= Work instructions =
Only the lines from the one containing "the white cloud" to the end of the entries should be written out, each exactly as it stands, both ends included.

________

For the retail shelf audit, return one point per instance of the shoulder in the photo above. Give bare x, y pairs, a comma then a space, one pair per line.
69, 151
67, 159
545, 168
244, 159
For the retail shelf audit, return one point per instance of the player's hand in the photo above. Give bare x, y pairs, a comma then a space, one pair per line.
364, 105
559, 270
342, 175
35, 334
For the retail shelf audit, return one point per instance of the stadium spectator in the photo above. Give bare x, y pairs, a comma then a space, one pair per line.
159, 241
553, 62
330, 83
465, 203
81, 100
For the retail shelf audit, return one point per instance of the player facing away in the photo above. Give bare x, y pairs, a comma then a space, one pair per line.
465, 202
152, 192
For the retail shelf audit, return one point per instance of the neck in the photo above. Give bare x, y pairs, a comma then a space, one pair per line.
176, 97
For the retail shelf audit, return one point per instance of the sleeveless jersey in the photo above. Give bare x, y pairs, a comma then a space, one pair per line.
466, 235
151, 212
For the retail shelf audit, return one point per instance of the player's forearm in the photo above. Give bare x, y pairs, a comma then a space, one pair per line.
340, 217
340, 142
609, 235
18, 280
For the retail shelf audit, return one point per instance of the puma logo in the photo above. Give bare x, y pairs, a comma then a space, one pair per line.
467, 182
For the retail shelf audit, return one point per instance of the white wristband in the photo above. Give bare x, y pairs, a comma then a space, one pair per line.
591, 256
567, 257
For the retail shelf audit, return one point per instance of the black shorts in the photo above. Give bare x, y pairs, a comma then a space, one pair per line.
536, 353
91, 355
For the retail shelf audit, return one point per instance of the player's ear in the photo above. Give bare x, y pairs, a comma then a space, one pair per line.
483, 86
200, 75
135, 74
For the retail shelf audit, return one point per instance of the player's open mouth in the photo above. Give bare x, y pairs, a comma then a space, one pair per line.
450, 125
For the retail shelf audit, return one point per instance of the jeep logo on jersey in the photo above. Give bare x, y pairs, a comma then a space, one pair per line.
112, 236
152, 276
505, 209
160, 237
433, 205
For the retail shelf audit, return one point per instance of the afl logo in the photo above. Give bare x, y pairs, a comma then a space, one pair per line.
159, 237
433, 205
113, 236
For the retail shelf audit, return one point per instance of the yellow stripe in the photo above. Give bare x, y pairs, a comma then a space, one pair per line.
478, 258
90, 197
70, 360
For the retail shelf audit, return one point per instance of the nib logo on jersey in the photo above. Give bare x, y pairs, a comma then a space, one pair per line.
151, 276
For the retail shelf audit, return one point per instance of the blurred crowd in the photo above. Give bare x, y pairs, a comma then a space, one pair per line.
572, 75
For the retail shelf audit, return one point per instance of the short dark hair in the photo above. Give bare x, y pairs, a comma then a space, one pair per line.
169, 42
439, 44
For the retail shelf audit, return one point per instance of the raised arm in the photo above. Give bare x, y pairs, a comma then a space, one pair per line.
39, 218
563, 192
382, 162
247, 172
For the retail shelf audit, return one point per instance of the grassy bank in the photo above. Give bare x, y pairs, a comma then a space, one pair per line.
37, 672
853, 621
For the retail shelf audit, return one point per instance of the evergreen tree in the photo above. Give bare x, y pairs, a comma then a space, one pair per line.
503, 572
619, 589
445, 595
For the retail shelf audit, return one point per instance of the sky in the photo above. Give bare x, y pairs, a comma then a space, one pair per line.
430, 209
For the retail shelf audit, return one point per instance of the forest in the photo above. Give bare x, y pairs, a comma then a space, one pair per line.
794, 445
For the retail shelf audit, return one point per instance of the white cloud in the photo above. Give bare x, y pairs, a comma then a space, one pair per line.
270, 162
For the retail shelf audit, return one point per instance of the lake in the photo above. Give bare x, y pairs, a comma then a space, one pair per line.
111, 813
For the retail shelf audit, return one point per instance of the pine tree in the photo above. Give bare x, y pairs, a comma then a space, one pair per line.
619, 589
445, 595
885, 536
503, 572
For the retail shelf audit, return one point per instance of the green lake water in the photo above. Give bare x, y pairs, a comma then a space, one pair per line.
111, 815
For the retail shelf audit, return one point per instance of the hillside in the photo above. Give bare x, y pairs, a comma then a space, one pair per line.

________

= Completed task =
For the retail shelf audit, return one point per instance of the white cloud in the photo above. Give bare x, y pairs, a comma then a space, one pair per line.
270, 162
For the retail shelf audit, return one point per instance of the lake in the photo above. Give bare x, y pairs, a comma then a space, one pair per line.
111, 813
For the retail shelf audit, return one point per instance of the pine tree in the photo above. Give bare x, y pairs, a comma then a space, one pair per line.
619, 589
445, 595
885, 536
503, 572
For the retail shelf audit, return one point per instance of the green lake water in the photo above. Give bare x, y pairs, a comma then a space, one pair per line.
111, 815
For the retail shelf audit, return one point per instance of the hillside in the photo above. Give bare x, y pairs, a comma then a space, one pair per line.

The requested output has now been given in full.